PROBLEM DESCRIPTION
Arrange the lines below as a numbered list, starting at the line that contains "Thank you for the photo below. Could you indicate the wooden" and ending at the line that contains "Target: wooden lookout cabin", including both. Leave out any blank lines.

SUPPLIED ENTRIES

- - - - - - -

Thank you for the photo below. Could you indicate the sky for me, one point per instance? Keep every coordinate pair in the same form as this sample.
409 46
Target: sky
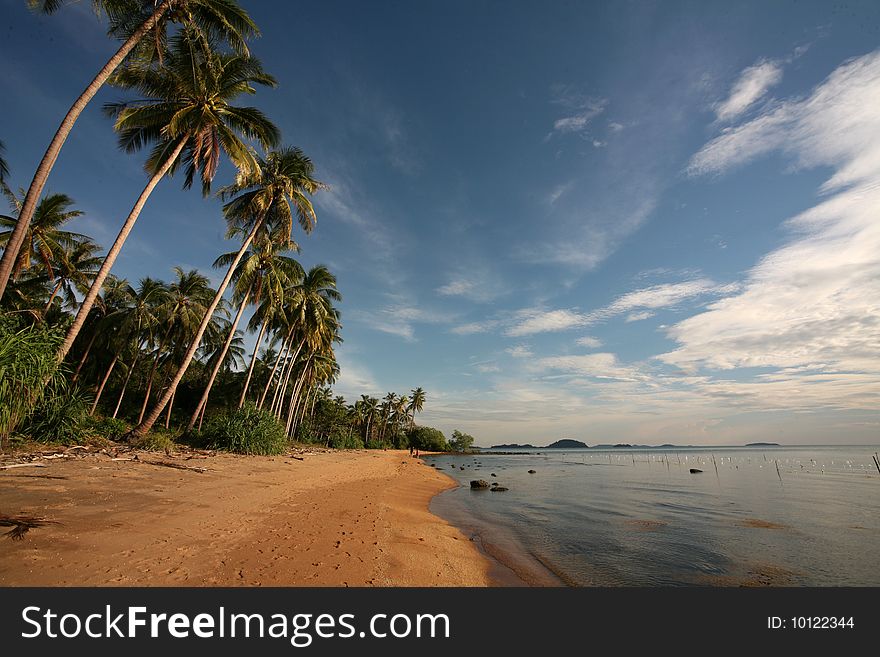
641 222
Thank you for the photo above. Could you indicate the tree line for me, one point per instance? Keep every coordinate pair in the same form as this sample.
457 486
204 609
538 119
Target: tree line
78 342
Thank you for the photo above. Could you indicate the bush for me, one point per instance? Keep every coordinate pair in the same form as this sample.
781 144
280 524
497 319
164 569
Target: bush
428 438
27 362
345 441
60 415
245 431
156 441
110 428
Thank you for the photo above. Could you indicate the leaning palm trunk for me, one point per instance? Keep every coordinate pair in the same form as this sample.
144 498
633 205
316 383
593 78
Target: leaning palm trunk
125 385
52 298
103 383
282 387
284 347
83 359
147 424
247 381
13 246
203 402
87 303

- - - - - - -

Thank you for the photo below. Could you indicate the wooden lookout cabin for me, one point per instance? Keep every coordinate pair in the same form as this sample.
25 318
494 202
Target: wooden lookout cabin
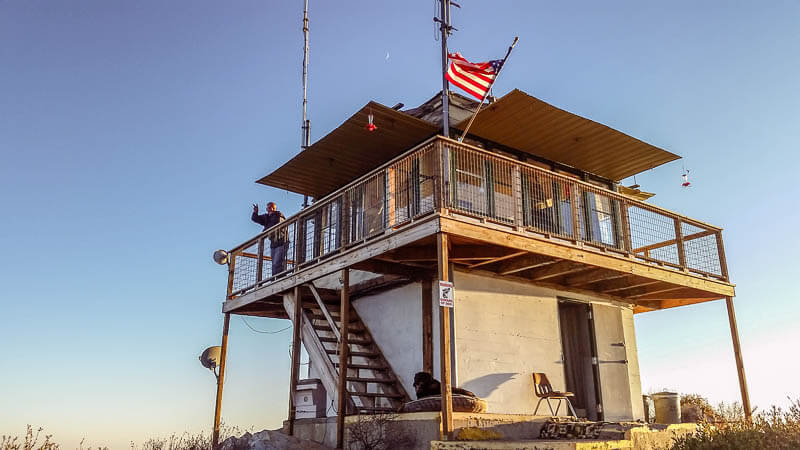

- - - - - - -

RESULT FOR THIS EXERCISE
1. Thank you for the photo below. Could you indicate the wooden lookout cabin for me, one point per instance? Keep every coordinate pair in the same form as this sample.
2. 25 318
3. 494 202
4. Target: wooden lookout cabin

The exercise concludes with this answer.